## Source information
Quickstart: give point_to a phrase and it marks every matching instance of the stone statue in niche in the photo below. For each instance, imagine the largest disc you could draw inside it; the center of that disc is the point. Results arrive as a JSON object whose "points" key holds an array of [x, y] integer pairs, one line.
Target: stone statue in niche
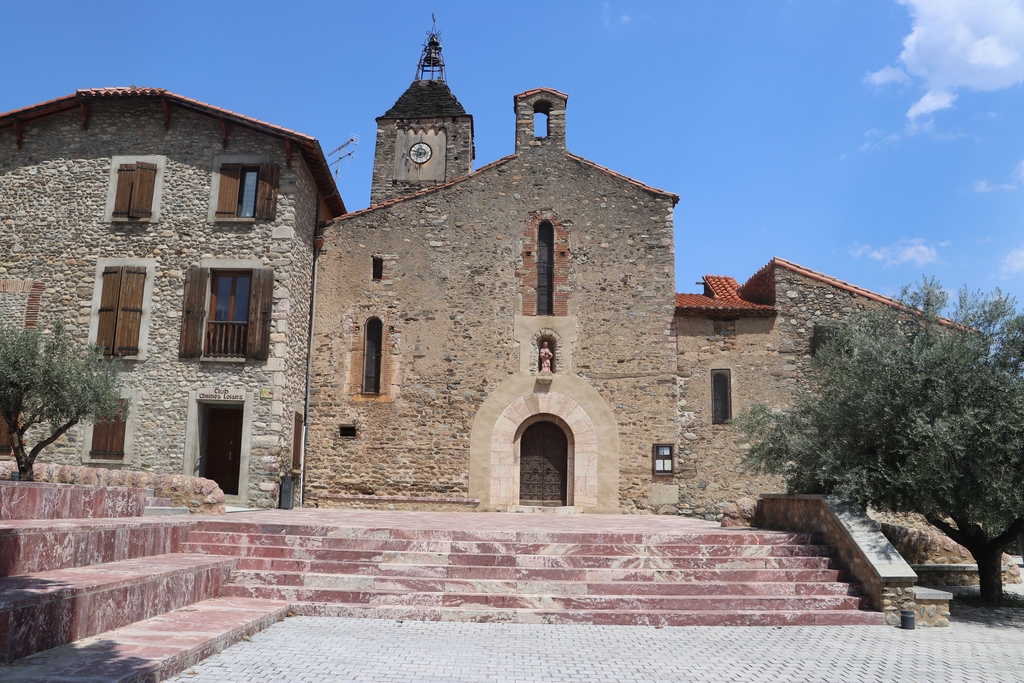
{"points": [[546, 357]]}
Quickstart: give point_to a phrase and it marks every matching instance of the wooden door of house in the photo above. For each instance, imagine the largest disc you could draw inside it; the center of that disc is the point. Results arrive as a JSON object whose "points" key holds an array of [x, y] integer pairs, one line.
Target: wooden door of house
{"points": [[543, 465], [223, 447]]}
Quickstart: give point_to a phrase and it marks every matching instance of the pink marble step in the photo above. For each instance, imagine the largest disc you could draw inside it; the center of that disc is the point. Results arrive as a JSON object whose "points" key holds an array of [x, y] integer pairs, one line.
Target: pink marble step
{"points": [[547, 601], [363, 583], [153, 649], [541, 573], [412, 534], [620, 617], [47, 609], [31, 546], [750, 561], [35, 500], [492, 548]]}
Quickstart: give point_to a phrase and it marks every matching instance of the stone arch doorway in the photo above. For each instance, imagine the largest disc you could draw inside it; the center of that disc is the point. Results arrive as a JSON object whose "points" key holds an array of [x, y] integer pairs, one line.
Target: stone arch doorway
{"points": [[544, 456]]}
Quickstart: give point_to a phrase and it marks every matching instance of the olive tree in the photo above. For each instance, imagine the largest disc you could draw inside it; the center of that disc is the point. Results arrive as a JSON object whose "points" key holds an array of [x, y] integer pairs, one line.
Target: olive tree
{"points": [[49, 381], [910, 412]]}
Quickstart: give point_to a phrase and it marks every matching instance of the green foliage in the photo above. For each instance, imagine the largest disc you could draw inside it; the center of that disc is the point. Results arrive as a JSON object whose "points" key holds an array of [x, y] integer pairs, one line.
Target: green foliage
{"points": [[910, 412], [48, 379]]}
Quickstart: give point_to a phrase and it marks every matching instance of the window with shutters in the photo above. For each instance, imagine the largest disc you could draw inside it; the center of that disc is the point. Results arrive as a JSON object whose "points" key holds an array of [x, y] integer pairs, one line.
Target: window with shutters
{"points": [[226, 313], [721, 396], [247, 191], [134, 188], [113, 440], [121, 303], [109, 438]]}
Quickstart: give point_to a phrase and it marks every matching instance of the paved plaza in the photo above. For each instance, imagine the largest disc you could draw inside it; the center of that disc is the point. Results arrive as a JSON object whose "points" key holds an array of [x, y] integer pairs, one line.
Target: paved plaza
{"points": [[981, 645]]}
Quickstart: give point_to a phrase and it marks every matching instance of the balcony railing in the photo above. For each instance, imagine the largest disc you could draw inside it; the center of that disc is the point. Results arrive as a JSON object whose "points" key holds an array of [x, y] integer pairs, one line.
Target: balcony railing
{"points": [[225, 338]]}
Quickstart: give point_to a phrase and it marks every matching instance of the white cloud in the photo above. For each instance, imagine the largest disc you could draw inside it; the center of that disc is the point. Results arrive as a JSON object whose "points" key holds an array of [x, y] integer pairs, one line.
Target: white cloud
{"points": [[887, 75], [1014, 261], [901, 252], [932, 101], [975, 44], [983, 186]]}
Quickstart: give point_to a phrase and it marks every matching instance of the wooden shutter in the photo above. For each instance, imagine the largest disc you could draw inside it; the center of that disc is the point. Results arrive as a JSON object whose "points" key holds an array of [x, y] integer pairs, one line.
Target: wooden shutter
{"points": [[194, 312], [266, 194], [227, 197], [260, 303], [109, 438], [122, 200], [141, 196], [109, 298], [5, 446], [129, 310]]}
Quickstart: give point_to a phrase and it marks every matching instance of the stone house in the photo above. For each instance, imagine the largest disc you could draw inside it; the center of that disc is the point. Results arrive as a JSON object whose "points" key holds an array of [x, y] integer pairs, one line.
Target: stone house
{"points": [[179, 236], [742, 345], [433, 305]]}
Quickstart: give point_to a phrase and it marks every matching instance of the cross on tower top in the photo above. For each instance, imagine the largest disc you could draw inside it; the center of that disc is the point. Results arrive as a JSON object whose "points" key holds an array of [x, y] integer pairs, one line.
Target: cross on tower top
{"points": [[431, 67]]}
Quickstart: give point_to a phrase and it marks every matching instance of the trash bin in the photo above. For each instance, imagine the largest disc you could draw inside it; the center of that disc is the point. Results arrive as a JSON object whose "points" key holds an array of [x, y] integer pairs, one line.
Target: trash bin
{"points": [[287, 492]]}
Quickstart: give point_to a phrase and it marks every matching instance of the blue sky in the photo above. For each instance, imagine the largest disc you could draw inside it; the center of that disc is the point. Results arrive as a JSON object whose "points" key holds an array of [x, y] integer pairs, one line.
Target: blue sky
{"points": [[876, 140]]}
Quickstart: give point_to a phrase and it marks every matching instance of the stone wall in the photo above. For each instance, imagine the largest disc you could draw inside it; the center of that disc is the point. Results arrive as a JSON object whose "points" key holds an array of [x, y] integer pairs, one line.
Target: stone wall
{"points": [[199, 495], [52, 197], [767, 358], [452, 303], [872, 561]]}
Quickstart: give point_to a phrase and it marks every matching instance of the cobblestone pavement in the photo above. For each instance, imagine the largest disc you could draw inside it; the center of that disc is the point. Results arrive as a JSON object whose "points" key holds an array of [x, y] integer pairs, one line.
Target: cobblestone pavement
{"points": [[981, 645]]}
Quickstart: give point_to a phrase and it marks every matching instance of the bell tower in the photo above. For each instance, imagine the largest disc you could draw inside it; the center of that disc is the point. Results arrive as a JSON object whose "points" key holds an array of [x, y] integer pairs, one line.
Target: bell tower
{"points": [[426, 138]]}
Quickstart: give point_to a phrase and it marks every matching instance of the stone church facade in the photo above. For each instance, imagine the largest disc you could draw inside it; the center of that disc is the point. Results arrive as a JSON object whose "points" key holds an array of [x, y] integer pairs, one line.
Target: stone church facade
{"points": [[506, 338], [433, 306]]}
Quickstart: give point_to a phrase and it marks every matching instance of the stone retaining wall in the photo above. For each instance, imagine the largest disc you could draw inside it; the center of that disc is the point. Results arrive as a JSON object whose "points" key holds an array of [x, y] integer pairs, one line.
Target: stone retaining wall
{"points": [[886, 578], [199, 495]]}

## Problem requirements
Search the data for "Target: cobblestone pavement". Beginning with that line, set down every line through the last exactly.

## Solution to this exercise
Target: cobblestone pavement
{"points": [[981, 645]]}
Quickstart: give point_to a phrase and it marks every matching instance of the bell tower in the photo above. For each instance, imagine the largest disc you could draw inside it; the center of that disc is the point. Results arrive as a JSON object whose "points" key holds an array of [x, y] integer pairs, one line.
Target: bell tower
{"points": [[426, 138]]}
Quickstart: give point_to a phrase and it marks every matching instance of the stone church facade in the photo above. For each instance, imagine the largest disc you could draw inside it; the center of that disc is the point. Results arrive as a JSON object whose "points" key holds an array of [x, y] integer pairs, one line.
Target: stone church facade
{"points": [[506, 338], [433, 306]]}
Quickstart: give point_to a phrase and it marks every matching instance of the stone retaining wall in the photo above. For each instance, imagine the largest disc you could draw inside it; the center of that disc is the point. Results arrive as a JSON object whose "points" key holds an array of [x, y] integer pairs, one line.
Target: stone retaining wall
{"points": [[886, 578], [199, 495]]}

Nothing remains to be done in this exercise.